Collected data:
◇ ◇ ◇ ◇ ◇

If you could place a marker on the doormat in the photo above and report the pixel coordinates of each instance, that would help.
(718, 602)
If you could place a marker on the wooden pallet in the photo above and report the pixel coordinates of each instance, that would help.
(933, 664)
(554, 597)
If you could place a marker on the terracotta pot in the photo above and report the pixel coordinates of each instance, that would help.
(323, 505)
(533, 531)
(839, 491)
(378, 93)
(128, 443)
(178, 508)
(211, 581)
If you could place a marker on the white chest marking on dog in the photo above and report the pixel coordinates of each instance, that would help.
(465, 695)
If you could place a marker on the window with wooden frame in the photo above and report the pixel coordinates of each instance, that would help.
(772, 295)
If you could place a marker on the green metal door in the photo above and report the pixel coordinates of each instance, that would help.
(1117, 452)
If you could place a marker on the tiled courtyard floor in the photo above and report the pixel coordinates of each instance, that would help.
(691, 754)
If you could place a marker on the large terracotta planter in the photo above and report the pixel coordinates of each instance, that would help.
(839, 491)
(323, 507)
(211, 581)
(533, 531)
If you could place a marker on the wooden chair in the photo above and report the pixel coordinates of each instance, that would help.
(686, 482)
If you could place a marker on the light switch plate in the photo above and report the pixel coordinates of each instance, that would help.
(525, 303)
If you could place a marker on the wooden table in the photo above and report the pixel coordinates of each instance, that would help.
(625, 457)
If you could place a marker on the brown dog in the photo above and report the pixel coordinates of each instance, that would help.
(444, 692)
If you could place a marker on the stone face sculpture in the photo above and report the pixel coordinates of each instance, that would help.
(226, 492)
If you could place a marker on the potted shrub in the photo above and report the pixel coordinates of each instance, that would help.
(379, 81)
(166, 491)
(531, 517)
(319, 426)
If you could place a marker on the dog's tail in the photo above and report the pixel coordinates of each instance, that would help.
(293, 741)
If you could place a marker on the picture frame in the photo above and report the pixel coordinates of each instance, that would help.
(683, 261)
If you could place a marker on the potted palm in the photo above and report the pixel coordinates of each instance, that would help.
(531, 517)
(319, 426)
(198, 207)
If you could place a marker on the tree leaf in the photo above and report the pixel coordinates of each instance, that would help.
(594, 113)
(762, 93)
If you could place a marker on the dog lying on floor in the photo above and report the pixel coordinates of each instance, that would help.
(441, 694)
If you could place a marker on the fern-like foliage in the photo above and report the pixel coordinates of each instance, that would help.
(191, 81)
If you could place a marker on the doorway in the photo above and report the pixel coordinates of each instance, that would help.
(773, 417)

◇ ◇ ◇ ◇ ◇

What this task involves
Resize the stretch from the line containing "If you could place a marker on the light" through the end of the entries, giving only those lines. Write each one again, requests included, with every pixel coordinate in the answers multiplied by 2.15 and rounded to a whole number, halves rounding up.

Reply to the exercise
If you could place a marker on the light switch plate in the photo above and report the pixel coordinates of each instance, that would help.
(1129, 651)
If you could place a marker on the wooden table in the photo above and report the pixel coordinates of each instance, that would help.
(1344, 983)
If you could place a marker on the brown dog in the photo above and report the pixel coordinates of each instance, that would help.
(955, 1488)
If you could place a marker on the stone face sculpture in the photo above and report the pixel coordinates of each instance, that would help.
(486, 1058)
If you could place a marker on the potted shrub in the photo above and report the pixel coordinates of each instance, that would help.
(815, 174)
(357, 1056)
(1142, 1112)
(686, 916)
If you could place a marker on the dog's tail in the photo above and report the pixel coordinates of each instance, that would help.
(630, 1593)
If you could place a marker on the picture frame in the photo above and report the pixel coordinates of each instance, that would help.
(1468, 561)
If you could place a marker on the potted palm in the photo above and report the pixel coordinates of each instance, that would help.
(1142, 1112)
(686, 916)
(426, 445)
If you could place a marker on the tree leaf in the photo above and report the pixel coordinates of each instance, that would help.
(1277, 243)
(1638, 200)
If you could place a marker on the dog lying on floor in the photo above and report the pixel coordinates of each instance, that would help.
(948, 1492)
If you could place a marker on the fern-like foliage in the photo above and report the pixel coordinates of each instance, that would help.
(411, 174)
If you could place a marker on the doorway in the photo above and report the pixel coordinates of each instance, that would help.
(1662, 897)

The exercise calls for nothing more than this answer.